## Exercise details
Extract every line of the material below verbatim, changing nothing.
+ + + + +
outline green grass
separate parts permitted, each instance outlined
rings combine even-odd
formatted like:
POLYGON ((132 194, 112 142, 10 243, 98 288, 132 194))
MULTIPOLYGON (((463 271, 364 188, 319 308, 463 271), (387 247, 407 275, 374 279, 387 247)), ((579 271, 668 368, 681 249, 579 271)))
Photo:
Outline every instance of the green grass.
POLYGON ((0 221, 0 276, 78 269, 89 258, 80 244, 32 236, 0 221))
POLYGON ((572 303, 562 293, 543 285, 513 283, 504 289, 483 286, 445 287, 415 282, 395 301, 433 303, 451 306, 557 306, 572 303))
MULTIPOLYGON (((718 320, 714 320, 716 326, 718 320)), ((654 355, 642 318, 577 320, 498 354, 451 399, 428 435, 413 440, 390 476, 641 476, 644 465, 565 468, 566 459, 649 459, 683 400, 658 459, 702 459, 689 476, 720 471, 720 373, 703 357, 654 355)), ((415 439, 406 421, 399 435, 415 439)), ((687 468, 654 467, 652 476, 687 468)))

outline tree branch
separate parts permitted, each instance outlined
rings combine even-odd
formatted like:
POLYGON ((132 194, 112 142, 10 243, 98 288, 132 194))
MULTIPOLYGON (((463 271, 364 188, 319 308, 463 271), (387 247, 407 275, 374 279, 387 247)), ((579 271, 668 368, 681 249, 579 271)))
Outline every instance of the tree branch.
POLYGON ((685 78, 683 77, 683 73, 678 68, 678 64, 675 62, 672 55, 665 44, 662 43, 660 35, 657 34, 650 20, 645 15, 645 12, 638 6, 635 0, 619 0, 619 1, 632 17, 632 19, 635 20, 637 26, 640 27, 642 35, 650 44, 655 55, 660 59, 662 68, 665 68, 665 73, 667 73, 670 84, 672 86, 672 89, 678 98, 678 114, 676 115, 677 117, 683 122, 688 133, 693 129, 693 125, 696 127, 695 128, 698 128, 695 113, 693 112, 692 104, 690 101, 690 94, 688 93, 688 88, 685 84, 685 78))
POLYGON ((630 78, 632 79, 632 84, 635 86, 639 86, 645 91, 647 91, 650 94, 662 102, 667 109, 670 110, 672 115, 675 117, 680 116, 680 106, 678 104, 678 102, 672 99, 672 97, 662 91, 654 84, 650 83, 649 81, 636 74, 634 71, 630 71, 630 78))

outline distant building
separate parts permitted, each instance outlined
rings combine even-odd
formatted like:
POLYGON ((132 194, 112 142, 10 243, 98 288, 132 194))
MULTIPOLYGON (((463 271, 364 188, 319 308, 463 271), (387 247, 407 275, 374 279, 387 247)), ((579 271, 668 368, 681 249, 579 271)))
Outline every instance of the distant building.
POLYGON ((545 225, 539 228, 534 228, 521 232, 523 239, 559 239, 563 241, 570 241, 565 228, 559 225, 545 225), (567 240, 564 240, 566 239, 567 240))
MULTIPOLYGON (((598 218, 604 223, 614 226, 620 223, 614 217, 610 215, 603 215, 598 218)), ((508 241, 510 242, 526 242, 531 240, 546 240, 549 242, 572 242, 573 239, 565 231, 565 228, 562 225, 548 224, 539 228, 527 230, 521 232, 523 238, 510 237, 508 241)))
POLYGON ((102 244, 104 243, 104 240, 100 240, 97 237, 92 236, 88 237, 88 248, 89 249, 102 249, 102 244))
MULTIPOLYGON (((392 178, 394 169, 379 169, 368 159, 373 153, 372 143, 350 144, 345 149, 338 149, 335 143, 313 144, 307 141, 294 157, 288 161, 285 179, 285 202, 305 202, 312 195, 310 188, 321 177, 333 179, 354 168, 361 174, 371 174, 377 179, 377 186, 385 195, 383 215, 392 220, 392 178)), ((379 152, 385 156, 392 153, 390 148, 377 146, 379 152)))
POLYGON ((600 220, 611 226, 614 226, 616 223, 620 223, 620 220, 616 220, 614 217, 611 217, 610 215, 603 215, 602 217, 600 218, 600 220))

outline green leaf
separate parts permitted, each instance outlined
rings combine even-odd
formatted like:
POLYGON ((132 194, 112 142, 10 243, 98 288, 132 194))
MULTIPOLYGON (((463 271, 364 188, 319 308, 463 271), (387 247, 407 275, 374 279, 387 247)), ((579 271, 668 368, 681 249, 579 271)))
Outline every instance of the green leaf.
+ + + + +
## Correct output
outline green grass
separate parts permitted, each instance outlined
rings combine even-odd
formatted like:
POLYGON ((132 194, 112 142, 10 243, 98 288, 132 194))
MULTIPOLYGON (((463 271, 364 188, 319 308, 463 271), (387 247, 407 275, 374 279, 387 247)), ((579 271, 668 368, 681 249, 579 271)))
Photo:
Outline every instance of the green grass.
POLYGON ((0 221, 0 276, 78 269, 89 258, 80 244, 32 236, 0 221))
POLYGON ((572 303, 562 293, 543 285, 513 283, 504 289, 483 286, 445 287, 415 282, 395 301, 433 303, 451 306, 557 306, 572 303))
MULTIPOLYGON (((718 320, 714 320, 716 326, 718 320)), ((654 355, 642 318, 577 320, 498 354, 451 399, 428 435, 413 440, 390 476, 641 476, 644 465, 565 468, 566 459, 649 459, 683 400, 658 459, 702 459, 689 476, 720 471, 720 373, 703 357, 654 355)), ((415 439, 406 421, 399 435, 415 439)), ((687 468, 654 467, 652 476, 687 468)))

outline tree branch
separate parts permitted, each instance outlined
rings combine even-odd
formatted like:
POLYGON ((132 194, 112 142, 10 243, 98 288, 132 194))
MULTIPOLYGON (((463 271, 364 188, 319 308, 463 271), (387 247, 407 275, 374 279, 387 247)), ((579 271, 668 368, 681 249, 579 271)))
Outline every instance of the tree branch.
POLYGON ((685 78, 683 77, 683 73, 678 68, 678 64, 675 62, 672 55, 665 44, 662 43, 660 35, 657 34, 650 20, 645 15, 645 12, 638 6, 635 0, 619 0, 619 1, 632 17, 632 19, 635 20, 637 26, 640 27, 642 35, 650 44, 655 55, 660 59, 662 68, 665 68, 665 73, 667 73, 670 84, 672 86, 672 89, 678 98, 678 114, 676 115, 677 117, 683 122, 688 133, 693 129, 693 125, 696 127, 695 128, 698 128, 695 113, 693 112, 692 104, 690 101, 690 94, 688 93, 688 88, 685 84, 685 78))
POLYGON ((630 78, 632 79, 632 84, 635 86, 639 86, 645 91, 647 91, 650 94, 662 102, 667 109, 670 110, 672 115, 675 117, 680 116, 680 106, 678 104, 678 102, 672 99, 672 97, 662 91, 654 84, 650 83, 649 81, 636 74, 634 71, 630 71, 630 78))

outline distant building
separate parts permitted, each instance outlined
rings combine even-odd
formatted like:
POLYGON ((132 194, 112 142, 10 243, 98 288, 132 194))
MULTIPOLYGON (((463 271, 364 188, 319 308, 463 271), (387 247, 407 275, 374 279, 387 247)), ((579 271, 668 368, 681 249, 579 271)))
Outline every instance of the distant building.
POLYGON ((545 225, 539 228, 534 228, 521 232, 523 239, 559 239, 563 241, 570 241, 565 228, 559 225, 545 225), (567 240, 564 240, 566 239, 567 240))
MULTIPOLYGON (((598 218, 604 223, 614 226, 620 223, 614 217, 610 215, 603 215, 598 218)), ((508 241, 510 242, 526 242, 531 240, 546 240, 549 242, 572 242, 573 239, 565 231, 565 228, 562 225, 548 224, 539 228, 527 230, 521 232, 523 238, 510 237, 508 241)))
POLYGON ((102 244, 104 243, 104 240, 100 240, 97 237, 92 236, 88 237, 88 248, 89 249, 102 249, 102 244))
MULTIPOLYGON (((392 178, 394 169, 379 169, 368 159, 373 153, 372 143, 350 144, 345 149, 338 149, 335 143, 313 144, 307 141, 294 157, 288 161, 285 179, 285 202, 305 202, 312 195, 310 188, 321 177, 333 179, 354 168, 361 174, 371 174, 377 179, 377 186, 385 195, 383 215, 392 220, 392 178)), ((379 152, 385 156, 392 153, 390 148, 377 146, 379 152)))
POLYGON ((600 220, 611 226, 614 226, 616 223, 620 223, 620 220, 616 220, 614 217, 611 217, 610 215, 603 215, 602 217, 600 218, 600 220))

outline green leaf
separate parts permitted, each instance outlined
rings combine even-odd
formatted like:
POLYGON ((132 194, 112 142, 10 243, 98 288, 132 194))
MULTIPOLYGON (((463 271, 364 188, 319 308, 463 271), (387 247, 407 275, 374 279, 387 247)), ((579 271, 668 368, 681 249, 579 271)))
Outline every instance of the green leaf.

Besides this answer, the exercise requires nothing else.